> [Study material]
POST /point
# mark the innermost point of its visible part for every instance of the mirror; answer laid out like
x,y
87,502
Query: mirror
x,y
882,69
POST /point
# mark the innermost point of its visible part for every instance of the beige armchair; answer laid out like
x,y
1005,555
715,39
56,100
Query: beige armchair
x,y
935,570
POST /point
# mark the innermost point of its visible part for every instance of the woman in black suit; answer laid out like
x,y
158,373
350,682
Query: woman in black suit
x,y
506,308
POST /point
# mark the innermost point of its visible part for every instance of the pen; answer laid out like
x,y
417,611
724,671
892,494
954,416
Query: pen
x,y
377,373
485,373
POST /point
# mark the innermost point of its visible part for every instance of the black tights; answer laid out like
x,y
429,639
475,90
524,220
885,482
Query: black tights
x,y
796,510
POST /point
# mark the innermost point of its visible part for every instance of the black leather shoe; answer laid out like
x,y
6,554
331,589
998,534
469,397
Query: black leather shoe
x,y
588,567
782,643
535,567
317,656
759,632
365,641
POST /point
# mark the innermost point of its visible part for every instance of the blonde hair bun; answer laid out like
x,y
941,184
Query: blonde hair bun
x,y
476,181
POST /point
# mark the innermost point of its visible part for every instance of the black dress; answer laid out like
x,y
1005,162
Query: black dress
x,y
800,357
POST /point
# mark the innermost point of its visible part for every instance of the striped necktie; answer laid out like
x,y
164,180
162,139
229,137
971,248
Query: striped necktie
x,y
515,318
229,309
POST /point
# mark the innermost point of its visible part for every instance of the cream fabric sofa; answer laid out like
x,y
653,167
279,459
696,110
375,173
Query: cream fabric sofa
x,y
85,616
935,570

> [The task] Each line above is to be copied exactly as written.

> [Result of the task]
POST /point
# mark the innermost point of its visible part for every instance of the mirror; answer laid out like
x,y
87,502
Query: mirror
x,y
882,69
POST /point
# mark the innermost point of its visible part for every instance of the beige armchair; answer laid out like
x,y
1005,555
715,39
56,100
Query: beige armchair
x,y
935,570
POST /point
# mark the innermost point of its visible part for every instance of the woman in black suit; answer laid out like
x,y
158,373
350,682
Query: woman in black suit
x,y
506,308
POST /point
# mark the innermost point of its visible part for every instance of the pen; answer laid out like
x,y
417,611
724,671
892,494
954,416
Query: pen
x,y
377,373
485,373
POST /point
# mark the innermost point of its visible part for every instance of the black tights; answer laid out like
x,y
429,639
475,90
524,220
885,482
Query: black tights
x,y
796,510
POST /point
# mark the innermost point of its visible part for every instance of the black leather shoe; answer laid out like
x,y
6,554
331,589
998,534
469,397
Query: black leather shoe
x,y
588,567
782,643
535,567
317,656
759,632
365,641
POST /point
# mark the innermost point of its visible part for every instance of the blonde hair bun; answer laid out like
x,y
941,184
Query: blonde hair bun
x,y
476,181
POST /point
# mark the innermost point of its visible part for every instance of the black dress; answer laid out like
x,y
1005,162
Query: black dress
x,y
800,357
POST /point
# mark the innermost point of its visible part for every instance of the striped necktie; answer laid out like
x,y
164,180
162,139
229,137
971,248
Query: striped necktie
x,y
515,318
229,309
POST /point
# mark the innermost point of its visible part for every instance of the cream fabric sofa; answer laid out like
x,y
653,167
279,459
696,110
375,173
Query: cream fabric sofa
x,y
85,616
935,570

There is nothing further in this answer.